Segment Start: RECORDS TO USE
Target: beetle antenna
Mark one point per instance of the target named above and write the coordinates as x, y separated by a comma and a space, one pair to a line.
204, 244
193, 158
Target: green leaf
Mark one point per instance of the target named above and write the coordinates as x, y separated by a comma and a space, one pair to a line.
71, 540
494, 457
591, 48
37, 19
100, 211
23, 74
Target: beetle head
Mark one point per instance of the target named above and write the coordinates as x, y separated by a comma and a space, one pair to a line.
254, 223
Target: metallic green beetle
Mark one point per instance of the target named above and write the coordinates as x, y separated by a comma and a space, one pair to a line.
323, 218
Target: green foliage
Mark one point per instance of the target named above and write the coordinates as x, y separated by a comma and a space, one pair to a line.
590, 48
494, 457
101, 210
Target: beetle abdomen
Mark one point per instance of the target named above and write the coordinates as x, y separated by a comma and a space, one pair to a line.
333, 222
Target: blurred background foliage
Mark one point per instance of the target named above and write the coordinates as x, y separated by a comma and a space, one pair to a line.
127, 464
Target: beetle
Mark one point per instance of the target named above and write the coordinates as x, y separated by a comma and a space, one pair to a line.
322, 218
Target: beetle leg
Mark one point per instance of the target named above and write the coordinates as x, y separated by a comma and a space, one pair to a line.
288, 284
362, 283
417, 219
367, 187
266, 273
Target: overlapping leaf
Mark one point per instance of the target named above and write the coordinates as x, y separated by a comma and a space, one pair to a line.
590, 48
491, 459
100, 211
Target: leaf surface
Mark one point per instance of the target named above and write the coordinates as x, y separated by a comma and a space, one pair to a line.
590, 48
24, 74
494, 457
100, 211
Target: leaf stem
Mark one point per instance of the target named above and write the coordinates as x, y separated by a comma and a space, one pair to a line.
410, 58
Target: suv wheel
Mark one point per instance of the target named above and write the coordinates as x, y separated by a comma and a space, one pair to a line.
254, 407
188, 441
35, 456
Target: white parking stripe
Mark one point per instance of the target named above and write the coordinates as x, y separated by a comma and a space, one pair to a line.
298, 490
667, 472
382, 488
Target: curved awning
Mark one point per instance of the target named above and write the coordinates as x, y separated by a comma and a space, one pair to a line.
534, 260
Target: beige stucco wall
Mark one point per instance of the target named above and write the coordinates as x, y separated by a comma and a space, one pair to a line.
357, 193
Segment End: RECORDS TO USE
*ACTIVITY*
In the records above, some lines hold the word "beetle"; copy each such line.

*EXERCISE ANSWER*
Target: beetle antenna
Target: beetle head
Target: metallic green beetle
Target: beetle abdomen
Target: beetle
Target: beetle leg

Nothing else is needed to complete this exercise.